(Beginning of TEXT SEGMENT)

Today I’m sharing a TED Talk that literally blew me away. The speaker is Jia Jiang – entrepreneur, blogger, and author of Rejection Proof. I won’t spoil it for you, but the premise is this: After Jiang received a crushing rejection from a potential investor, he decided to channel his fear of rejection by facing it head-on. He voluntarily subjected himself to 100 days of rejection (ask a stranger for $100, ask to get his hair trimmed at PetSmart, knock on someone’s door and ask to play soccer in their backyard) and learned to find the opportunity behind every rejection.

I promise this is worth every moment of the 16 minutes – afterwards, you will want to watch the videos of all his rejections (next on my to-do list!).

I found his talk to be so inspirational on so many levels. First, it was amazing to see the power of asking questions, even something as simple as why? Often, we are so afraid of feedback (the truth), we live inside our own heads, our assumptions/interpretations, so we miss out on the opportunity to learn from someone else’s perspective.

(End of TEXT SEGMENT)
(Beginning of MATERIAL PROVIDED)

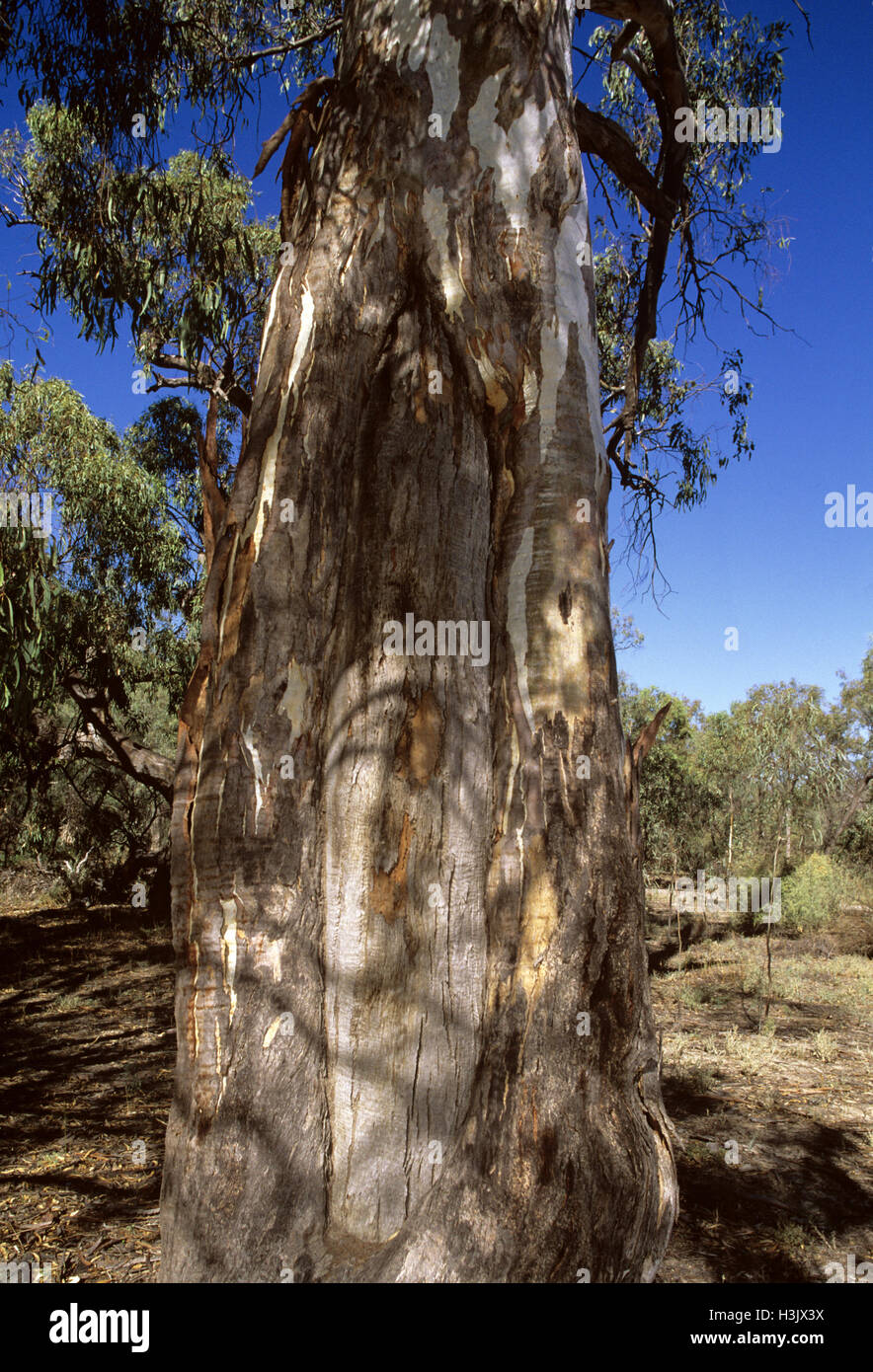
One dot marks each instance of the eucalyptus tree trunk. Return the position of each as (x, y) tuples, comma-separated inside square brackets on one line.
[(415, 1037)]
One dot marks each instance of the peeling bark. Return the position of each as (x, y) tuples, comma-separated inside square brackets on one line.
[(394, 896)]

(End of MATERIAL PROVIDED)
(Beginning of MATERIAL PROVIDED)

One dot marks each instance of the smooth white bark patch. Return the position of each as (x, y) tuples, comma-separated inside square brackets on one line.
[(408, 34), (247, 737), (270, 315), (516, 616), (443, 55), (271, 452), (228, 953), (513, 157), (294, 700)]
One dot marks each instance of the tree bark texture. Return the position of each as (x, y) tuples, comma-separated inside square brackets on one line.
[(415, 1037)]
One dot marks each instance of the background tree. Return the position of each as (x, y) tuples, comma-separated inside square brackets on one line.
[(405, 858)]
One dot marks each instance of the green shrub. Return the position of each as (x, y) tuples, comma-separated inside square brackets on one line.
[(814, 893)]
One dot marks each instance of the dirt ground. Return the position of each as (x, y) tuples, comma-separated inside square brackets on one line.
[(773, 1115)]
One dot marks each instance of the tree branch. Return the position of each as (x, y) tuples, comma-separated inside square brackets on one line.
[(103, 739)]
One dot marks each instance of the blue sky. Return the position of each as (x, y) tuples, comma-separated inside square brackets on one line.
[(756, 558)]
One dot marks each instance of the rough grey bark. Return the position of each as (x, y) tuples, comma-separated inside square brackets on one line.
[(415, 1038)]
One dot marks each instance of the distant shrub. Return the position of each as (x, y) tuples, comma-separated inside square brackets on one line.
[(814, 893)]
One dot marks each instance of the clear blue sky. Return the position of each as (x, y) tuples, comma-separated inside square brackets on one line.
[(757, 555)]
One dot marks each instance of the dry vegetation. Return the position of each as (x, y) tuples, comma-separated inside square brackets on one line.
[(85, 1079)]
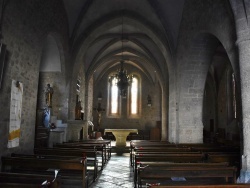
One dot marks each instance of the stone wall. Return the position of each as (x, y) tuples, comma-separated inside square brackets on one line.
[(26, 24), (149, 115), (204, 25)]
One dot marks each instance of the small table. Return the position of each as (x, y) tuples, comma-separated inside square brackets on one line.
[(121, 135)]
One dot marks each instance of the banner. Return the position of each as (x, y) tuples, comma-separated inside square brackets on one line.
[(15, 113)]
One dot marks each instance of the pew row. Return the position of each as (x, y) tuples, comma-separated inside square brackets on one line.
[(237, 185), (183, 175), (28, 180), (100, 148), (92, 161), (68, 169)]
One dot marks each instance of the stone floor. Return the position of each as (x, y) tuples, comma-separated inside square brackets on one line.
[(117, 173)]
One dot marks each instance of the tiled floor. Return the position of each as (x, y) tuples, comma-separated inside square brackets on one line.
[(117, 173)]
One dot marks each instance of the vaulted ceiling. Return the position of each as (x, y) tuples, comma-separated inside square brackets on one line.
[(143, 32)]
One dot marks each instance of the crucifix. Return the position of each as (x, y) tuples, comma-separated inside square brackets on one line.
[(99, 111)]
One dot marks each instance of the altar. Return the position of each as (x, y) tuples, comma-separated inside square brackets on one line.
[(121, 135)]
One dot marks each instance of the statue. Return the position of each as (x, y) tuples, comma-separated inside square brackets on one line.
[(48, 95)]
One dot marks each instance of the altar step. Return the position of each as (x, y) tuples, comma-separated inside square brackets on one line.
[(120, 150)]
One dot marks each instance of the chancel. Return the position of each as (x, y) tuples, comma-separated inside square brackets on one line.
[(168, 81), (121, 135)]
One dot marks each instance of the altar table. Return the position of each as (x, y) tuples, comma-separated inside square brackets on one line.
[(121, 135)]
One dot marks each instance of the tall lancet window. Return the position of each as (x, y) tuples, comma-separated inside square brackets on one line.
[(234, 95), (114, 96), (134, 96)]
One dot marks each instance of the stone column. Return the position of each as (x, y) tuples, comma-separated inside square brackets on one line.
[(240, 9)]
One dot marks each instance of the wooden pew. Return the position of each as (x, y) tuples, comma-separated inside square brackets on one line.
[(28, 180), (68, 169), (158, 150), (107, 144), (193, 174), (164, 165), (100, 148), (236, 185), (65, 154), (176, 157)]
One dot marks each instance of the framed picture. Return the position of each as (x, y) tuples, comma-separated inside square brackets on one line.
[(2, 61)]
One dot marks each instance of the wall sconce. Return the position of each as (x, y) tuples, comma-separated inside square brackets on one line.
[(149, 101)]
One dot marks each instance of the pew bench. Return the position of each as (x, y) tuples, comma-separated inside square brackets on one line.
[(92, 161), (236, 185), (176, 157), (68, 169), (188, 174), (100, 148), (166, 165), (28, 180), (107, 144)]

(End of MATERIAL PROVIDED)

• [DIRECTIONS]
In the post about Jia Jiang's TED Talk, how many days of rejection did Jiang voluntarily put himself through?

• [ANSWER AREA]
100 days.